___ TASK INPUTS ___

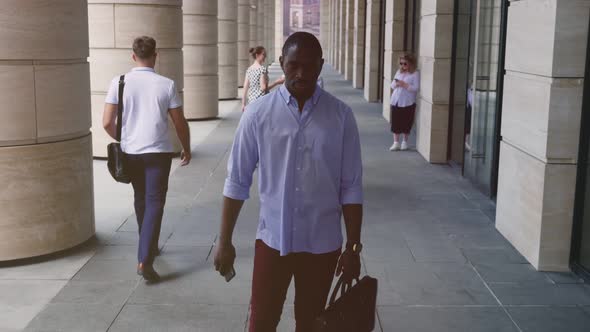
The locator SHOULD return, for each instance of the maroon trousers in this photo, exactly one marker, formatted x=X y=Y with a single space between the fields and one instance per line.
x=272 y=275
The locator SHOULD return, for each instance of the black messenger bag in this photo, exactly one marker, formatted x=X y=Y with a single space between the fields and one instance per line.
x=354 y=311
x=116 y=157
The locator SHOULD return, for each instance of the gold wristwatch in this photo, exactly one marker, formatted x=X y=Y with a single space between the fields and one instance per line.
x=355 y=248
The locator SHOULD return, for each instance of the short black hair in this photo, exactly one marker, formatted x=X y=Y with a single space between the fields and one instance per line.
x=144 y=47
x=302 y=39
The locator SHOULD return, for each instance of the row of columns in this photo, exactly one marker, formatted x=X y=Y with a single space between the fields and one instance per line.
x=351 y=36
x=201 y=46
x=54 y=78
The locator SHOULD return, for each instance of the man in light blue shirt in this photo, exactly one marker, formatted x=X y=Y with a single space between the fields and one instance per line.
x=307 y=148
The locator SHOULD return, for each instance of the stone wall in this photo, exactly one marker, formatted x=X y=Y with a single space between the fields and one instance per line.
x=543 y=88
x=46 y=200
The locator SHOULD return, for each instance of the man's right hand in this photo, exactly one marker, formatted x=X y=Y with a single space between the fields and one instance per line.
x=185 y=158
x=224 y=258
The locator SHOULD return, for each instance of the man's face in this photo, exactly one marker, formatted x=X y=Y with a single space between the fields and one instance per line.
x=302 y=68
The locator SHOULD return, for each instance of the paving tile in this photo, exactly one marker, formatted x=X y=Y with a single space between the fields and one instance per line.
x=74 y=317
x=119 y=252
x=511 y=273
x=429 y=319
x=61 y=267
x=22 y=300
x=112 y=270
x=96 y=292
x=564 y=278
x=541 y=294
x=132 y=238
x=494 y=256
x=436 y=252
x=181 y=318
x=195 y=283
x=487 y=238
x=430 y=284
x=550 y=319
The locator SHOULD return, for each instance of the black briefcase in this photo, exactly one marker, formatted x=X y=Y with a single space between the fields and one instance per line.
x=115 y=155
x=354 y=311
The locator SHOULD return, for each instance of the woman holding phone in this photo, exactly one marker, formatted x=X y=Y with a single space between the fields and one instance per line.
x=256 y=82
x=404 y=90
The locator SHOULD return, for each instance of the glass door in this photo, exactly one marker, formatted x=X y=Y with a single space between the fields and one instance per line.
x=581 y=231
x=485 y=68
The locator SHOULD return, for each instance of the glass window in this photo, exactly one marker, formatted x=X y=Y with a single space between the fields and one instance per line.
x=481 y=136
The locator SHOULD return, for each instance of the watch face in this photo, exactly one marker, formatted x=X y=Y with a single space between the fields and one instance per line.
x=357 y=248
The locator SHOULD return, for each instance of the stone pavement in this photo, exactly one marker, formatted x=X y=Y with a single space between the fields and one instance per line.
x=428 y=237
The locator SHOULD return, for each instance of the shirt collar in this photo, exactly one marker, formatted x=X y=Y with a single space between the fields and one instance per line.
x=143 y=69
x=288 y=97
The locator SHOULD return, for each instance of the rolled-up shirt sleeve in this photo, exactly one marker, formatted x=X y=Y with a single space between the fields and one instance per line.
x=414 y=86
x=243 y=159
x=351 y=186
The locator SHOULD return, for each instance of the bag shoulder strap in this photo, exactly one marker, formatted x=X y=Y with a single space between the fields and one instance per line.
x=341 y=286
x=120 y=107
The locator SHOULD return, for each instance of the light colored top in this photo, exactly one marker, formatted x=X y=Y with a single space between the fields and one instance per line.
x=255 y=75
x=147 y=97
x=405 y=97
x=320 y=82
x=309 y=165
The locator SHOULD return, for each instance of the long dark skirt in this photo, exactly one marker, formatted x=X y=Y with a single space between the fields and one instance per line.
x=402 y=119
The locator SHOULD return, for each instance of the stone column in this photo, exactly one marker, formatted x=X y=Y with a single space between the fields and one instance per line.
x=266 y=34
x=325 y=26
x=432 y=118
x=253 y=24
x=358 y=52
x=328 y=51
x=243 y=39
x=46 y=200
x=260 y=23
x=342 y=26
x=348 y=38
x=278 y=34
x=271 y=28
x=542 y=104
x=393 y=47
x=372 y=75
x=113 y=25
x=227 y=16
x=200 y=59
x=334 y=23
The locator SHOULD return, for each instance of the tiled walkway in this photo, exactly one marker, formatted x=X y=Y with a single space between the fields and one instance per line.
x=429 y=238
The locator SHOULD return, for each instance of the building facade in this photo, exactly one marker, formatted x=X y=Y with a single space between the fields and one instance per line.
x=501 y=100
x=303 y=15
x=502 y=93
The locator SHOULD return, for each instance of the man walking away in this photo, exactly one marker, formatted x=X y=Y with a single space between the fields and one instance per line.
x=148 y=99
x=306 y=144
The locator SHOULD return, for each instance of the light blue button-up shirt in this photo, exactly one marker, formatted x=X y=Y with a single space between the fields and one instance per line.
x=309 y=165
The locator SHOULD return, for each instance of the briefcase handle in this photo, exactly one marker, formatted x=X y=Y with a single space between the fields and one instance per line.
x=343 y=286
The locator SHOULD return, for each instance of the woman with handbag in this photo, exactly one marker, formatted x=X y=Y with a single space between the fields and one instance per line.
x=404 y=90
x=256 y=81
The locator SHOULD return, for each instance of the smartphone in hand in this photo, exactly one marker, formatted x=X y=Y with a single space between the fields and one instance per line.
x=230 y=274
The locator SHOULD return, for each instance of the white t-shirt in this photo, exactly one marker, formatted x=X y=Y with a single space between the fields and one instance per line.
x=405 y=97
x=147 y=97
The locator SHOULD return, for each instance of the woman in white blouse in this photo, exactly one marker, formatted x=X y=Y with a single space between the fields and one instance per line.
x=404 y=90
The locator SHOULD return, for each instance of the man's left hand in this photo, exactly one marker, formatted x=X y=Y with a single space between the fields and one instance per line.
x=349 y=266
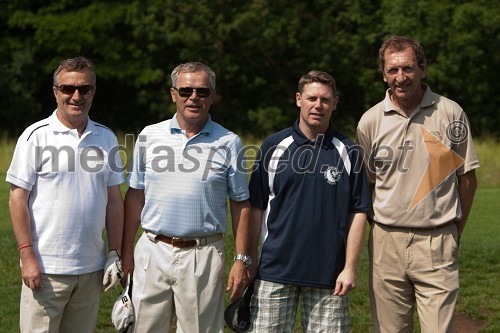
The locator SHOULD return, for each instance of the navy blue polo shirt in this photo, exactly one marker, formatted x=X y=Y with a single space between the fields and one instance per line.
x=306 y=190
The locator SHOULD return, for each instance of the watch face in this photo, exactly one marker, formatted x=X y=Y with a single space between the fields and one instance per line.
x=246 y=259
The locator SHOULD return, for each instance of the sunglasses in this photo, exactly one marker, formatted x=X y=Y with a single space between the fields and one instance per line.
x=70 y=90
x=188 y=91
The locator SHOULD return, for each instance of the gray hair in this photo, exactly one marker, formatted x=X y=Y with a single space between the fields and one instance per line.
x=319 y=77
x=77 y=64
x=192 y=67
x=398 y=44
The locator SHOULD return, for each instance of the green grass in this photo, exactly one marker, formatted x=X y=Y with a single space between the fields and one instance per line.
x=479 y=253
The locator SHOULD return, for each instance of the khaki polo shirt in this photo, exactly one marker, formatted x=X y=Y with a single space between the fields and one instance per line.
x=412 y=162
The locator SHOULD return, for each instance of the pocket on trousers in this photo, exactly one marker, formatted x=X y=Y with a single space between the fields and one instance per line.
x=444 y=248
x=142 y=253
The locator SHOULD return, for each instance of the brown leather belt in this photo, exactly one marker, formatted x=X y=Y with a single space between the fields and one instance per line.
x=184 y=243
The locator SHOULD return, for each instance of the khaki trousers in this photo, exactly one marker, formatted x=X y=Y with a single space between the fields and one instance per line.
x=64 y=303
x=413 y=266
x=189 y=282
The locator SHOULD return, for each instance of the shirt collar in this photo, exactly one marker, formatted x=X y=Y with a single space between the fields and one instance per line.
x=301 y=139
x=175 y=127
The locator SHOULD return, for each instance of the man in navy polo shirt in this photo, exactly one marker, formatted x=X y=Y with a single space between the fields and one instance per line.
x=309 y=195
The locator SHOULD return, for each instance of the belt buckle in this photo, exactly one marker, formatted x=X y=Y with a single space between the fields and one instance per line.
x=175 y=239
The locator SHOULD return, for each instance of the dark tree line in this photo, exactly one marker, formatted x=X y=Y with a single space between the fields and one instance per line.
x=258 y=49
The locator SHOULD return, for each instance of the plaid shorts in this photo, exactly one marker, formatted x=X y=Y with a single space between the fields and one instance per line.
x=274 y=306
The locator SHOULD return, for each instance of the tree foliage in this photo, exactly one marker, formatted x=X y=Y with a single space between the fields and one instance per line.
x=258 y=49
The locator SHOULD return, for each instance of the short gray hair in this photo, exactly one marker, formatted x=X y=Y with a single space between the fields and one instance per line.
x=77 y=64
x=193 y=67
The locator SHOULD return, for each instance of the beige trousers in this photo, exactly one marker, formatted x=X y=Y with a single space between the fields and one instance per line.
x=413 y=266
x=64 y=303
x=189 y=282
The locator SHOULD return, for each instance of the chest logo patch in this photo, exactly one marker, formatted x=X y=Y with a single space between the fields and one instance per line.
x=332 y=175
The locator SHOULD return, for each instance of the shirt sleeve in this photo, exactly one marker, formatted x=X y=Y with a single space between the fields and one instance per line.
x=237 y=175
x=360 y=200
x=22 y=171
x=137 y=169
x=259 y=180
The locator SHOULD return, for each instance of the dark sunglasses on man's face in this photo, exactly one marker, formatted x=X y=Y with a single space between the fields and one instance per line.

___

◆ WHAT IS EXPECTED: Turn the part of the entries above that opens with the line containing "The locator SHOULD return, for each instance of the short black" and closes with the line containing "x=307 y=148" into a Markdown table. Put the row number in a column named No. and the line itself in a column named Entry, and skip any blank lines.

◆ EXERCISE RESULT:
| No. | Entry |
|---|---|
| 1 | The locator SHOULD return, for each instance of the short black hair in this photo, exactly one marker, formatted x=X y=Y with a single space between the fields and one instance per line. |
| 2 | x=144 y=47 |
| 3 | x=302 y=39 |
| 4 | The locator SHOULD return, for each instance of the row of columns in this photo, exactly one marker, formatted x=X y=Y with a single space between the fields and one instance per line. |
| 5 | x=351 y=36 |
| 6 | x=201 y=46 |
| 7 | x=54 y=78 |
| 8 | The locator SHOULD return, for each instance of the man in light blue shirt in this photo, exactly one marker, formatted x=X y=Y with a single space between the fields and one instance per line. |
| 9 | x=307 y=148 |